## DIRECTIONS
A: In the mailing-list reply about bottom up clustering, swap "centroids" for "centers" and give the passage starting at "and dumped with" and ending at "centroids for clusters.".
B: Turn every line of the saved data entries into a Markdown table with the columns Row and Line, numbering the rows and skipping blank lines. Leave the pictures out of the table.

## SELECTED EXCERPT
Re: bottom up clustering

2013-06-03 Thread Rajesh Nikam
I am having 1500 points. Using km: k * log n
On Jun 3, 2013 8:53 PM, Suneel Marthi suneel_mar...@yahoo.com wrote:

 How many datapoints do u have in ur input?  How r u computing the value of
 -km?




 
  From: Rajesh Nikam rajeshni...@gmail.com
 To: Suneel Marthi suneel_mar...@yahoo.com
 Cc: user@mahout.apache.org user@mahout.apache.org; Ted Dunning 
 ted.dunn...@gmail.com
 Sent: Monday, June 3, 2013 9:55 AM
 Subject: Re: bottom up clustering


 I tried with below commands

 hadoop jar mahout-examples-0.8-SNAPSHOT-job.jar
 org.apache.mahout.utils.vectors.arff.Driver --input
 /mnt/cluster/t/input-set.arff --output /user/hadoop/t/input-set-vector/
 --dictOut /mnt/cluster/t/input-set-dict

 hadoop jar mahout-core-0.8-SNAPSHOT-job.jar
 org.apache.mahout.clustering.streaming.mapreduce.StreamingKMeansDriver \
 -i /user/hadoop/t/input-set-vector \
 -o /user/hadoop/t/skmeans \
   -dm org.apache.mahout.common.distance.CosineDistanceMeasure \
   -sc org.apache.mahout.math.neighborhood.FastProjectionSearch \
   -k 4 \
   -km 12 \
   -testp 0.3 \
   -mi 10 \
   -ow

 and dumped with seqdumper

 hadoop jar mahout-examples-0.8-SNAPSHOT-job.jar
 org.apache.mahout.utils.SequenceFileDumper -i
 /user/hadoop/t/skmeans/part-r-0 -o
 /mnt/cluster/t/skmeans-cluster-points.txt

 Dump contains centroids for clusters.

[Saved data entries]
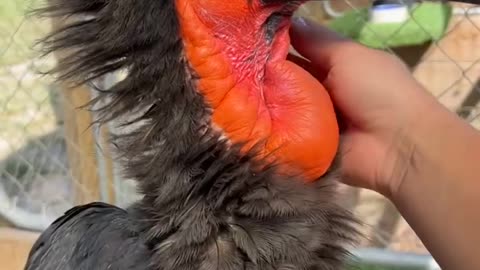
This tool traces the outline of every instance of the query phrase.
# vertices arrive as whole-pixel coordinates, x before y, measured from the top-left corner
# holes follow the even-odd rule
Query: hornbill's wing
[[[150,269],[135,227],[127,211],[112,205],[74,207],[40,235],[25,270]]]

## RESPONSES TO THE TASKS
A:
and dumped with seqdumper

 hadoop jar mahout-examples-0.8-SNAPSHOT-job.jar
 org.apache.mahout.utils.SequenceFileDumper -i
 /user/hadoop/t/skmeans/part-r-0 -o
 /mnt/cluster/t/skmeans-cluster-points.txt

 Dump contains centers for clusters.

B:
| Row | Line |
|---|---|
| 1 | This tool traces the outline of every instance of the query phrase. |
| 2 | # vertices arrive as whole-pixel coordinates, x before y, measured from the top-left corner |
| 3 | # holes follow the even-odd rule |
| 4 | Query: hornbill's wing |
| 5 | [[[150,269],[135,227],[127,211],[112,205],[74,207],[40,235],[25,270]]] |